__TEXT SECTION__.
Content starts

How about... "I need these new jnats and finger-stones to restore the stock finish"


----------



## esoo

ethompson said:


> How about... "I need these new jnats and finger-stones to restore the stock finish"



I'm smarter than that. Not going down the jnat hole.


----------



## M1k3

esoo said:


> I'm smarter than that. Not going down the jnat hole.


Sandpaper and natural stone powder?


----------



## esoo

M1k3 said:


> Sandpaper and natural stone powder?



I'll see if my standard works - grinding up a King 1000 with a diamond plate and using the dust with Windex and a micromesh pad.

I've used sandpaper - it didn't end well.


----------



## TSF415

esoo said:


> She's smarter than that...



You’re right it’s best to tell her the truth. You’re broken and need to buy a fancy stone to feel whole again and maybe a new knife too. Lol


----------



## esoo

Oops, she did it again. The Kono MM 210 is taking a beating recently. Cutting pork cracklings, leaving the blade on the counter dirty while eating followed by a "cleaning"







All things considered, the edge is rough but I don't think anything a couple minutes on the stones wouldn't straighten out. I really am impressed with the toughness of this blade.


----------



## stringer

Cleaning out my closet. All my old Americans in one place for a family portrait.


----------



## esoo

It's all about the angle...


----------



## donegoofed

Mazaki 210.

Content ends

__DATA SUPPLIED__.

Content starts

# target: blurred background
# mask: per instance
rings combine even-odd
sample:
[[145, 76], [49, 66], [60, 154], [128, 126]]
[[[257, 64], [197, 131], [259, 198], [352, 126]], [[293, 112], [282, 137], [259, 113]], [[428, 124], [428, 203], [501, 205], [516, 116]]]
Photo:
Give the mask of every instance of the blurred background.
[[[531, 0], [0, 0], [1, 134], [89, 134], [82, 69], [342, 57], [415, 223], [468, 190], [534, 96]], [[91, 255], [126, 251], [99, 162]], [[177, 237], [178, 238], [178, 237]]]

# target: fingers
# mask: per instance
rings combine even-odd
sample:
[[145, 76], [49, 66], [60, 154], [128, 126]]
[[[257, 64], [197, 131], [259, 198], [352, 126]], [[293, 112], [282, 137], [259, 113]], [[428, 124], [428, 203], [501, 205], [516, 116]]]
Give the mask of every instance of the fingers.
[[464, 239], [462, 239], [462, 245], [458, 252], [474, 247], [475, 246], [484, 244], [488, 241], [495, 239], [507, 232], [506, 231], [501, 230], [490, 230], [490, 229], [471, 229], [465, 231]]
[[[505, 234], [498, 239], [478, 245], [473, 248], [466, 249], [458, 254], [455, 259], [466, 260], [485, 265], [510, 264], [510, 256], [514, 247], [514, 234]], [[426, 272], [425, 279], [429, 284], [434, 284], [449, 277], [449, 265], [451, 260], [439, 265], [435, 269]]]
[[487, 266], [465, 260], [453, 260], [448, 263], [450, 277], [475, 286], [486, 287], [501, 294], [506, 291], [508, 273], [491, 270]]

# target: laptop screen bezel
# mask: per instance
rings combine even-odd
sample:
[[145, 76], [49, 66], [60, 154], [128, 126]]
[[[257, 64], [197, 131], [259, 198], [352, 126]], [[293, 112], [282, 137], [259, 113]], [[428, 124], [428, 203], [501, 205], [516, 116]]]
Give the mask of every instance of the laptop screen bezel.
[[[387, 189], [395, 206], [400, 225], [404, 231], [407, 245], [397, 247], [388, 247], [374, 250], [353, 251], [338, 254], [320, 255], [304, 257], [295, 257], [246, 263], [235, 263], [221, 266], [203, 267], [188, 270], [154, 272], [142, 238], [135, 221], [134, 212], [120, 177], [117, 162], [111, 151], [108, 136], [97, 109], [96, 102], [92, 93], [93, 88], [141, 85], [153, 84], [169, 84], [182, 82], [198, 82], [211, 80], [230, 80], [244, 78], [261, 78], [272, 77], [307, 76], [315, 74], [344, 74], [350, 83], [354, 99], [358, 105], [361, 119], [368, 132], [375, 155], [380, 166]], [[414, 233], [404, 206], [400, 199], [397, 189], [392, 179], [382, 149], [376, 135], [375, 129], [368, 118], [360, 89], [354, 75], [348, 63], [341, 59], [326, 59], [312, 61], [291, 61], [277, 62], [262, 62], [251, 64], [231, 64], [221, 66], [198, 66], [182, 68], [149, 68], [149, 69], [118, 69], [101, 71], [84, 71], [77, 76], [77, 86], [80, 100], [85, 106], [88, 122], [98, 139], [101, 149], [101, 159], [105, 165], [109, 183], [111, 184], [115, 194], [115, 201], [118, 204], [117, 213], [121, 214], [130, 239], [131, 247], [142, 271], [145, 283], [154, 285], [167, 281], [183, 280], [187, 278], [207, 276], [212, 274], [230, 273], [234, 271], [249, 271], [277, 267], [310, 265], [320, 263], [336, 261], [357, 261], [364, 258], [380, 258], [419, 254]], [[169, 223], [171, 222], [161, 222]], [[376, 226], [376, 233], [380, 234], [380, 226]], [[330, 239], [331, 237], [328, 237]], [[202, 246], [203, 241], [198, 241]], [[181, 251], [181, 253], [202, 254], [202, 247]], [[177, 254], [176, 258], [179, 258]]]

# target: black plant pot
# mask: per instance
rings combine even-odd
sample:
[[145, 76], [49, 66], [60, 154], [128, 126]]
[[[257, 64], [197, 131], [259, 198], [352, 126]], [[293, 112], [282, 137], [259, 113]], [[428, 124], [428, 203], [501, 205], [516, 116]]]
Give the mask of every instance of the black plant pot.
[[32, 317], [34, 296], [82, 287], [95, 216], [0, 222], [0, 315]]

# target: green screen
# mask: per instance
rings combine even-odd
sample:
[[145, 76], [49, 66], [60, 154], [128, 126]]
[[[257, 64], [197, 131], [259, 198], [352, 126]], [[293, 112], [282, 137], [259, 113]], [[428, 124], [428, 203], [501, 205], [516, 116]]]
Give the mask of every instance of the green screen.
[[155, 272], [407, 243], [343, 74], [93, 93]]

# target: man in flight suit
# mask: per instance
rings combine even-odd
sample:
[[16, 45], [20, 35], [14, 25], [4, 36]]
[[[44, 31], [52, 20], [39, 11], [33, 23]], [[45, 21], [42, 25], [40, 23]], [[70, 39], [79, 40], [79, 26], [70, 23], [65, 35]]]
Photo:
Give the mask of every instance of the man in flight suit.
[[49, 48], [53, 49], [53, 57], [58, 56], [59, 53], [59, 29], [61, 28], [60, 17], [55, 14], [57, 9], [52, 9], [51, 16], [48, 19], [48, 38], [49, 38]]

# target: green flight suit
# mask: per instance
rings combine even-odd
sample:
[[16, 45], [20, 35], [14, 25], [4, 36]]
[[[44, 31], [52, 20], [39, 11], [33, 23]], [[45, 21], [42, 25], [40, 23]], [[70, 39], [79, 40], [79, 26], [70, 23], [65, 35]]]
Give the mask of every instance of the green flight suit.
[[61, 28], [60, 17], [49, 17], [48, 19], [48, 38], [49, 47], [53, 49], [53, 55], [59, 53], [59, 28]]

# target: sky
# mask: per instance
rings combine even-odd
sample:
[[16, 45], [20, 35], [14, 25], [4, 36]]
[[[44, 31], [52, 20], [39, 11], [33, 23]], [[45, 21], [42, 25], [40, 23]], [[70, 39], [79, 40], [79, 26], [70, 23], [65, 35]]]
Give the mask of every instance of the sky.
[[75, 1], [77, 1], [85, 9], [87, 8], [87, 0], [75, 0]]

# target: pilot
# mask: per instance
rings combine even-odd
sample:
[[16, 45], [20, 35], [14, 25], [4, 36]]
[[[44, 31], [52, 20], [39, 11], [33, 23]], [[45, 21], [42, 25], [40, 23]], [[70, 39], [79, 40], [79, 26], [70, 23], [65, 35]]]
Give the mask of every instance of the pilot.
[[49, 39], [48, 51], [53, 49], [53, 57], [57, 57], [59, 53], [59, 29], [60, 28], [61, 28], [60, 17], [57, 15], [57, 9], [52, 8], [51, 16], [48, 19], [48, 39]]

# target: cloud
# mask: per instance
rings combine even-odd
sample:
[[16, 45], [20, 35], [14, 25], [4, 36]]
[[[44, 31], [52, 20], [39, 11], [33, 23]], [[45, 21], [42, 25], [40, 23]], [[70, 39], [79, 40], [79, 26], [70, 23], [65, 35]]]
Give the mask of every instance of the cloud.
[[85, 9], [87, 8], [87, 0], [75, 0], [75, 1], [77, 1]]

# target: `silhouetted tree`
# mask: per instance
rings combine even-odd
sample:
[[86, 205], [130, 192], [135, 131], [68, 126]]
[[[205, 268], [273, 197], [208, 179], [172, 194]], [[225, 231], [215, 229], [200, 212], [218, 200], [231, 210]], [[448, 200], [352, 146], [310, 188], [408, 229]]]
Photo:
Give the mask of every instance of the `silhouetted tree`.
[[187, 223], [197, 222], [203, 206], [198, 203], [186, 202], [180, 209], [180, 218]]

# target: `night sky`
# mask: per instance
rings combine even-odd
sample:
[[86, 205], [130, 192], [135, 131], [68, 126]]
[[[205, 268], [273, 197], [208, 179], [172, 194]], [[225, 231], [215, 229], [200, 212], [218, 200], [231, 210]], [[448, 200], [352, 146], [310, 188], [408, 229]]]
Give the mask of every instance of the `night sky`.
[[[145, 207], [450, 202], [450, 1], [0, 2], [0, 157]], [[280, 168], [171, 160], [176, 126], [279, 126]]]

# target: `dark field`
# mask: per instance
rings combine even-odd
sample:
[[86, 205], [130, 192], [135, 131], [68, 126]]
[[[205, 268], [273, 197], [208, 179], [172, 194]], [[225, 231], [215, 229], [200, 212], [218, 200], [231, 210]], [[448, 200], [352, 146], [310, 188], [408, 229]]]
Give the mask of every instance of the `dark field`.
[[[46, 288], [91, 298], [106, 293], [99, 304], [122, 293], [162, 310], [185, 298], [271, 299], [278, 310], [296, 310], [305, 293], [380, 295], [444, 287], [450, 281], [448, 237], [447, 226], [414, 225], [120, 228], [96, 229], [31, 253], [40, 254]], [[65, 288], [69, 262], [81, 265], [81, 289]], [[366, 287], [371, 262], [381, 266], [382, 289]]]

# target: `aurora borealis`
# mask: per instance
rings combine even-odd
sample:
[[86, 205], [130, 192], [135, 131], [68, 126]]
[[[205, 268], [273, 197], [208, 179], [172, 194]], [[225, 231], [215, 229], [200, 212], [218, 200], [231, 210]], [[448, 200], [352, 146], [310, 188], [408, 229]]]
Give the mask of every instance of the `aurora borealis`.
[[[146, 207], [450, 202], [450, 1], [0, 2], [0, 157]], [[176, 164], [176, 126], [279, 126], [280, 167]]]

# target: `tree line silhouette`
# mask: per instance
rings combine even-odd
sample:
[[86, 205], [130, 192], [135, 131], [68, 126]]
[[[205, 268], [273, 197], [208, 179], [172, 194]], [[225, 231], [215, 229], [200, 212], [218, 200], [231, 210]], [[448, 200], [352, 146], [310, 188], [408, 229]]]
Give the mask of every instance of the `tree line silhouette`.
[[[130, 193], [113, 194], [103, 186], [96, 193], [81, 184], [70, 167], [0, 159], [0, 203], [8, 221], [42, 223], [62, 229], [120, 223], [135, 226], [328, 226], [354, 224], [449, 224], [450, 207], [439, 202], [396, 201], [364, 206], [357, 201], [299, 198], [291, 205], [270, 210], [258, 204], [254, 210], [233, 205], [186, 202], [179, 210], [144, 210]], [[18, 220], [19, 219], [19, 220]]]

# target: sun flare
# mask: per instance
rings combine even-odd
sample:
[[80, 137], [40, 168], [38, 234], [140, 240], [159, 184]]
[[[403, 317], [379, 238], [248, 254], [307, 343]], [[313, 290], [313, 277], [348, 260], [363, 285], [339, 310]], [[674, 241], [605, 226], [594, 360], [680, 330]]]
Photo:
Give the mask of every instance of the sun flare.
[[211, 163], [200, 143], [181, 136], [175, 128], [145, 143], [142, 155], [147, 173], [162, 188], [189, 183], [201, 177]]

Content ends

Copy, word for word, the part of the knife forum thread starting with "Oops, she did" and going on through "of this blade.".

Oops, she did it again. The Kono MM 210 is taking a beating recently. Cutting pork cracklings, leaving the blade on the counter dirty while eating followed by a "cleaning"







All things considered, the edge is rough but I don't think anything a couple minutes on the stones wouldn't straighten out. I really am impressed with the toughness of this blade.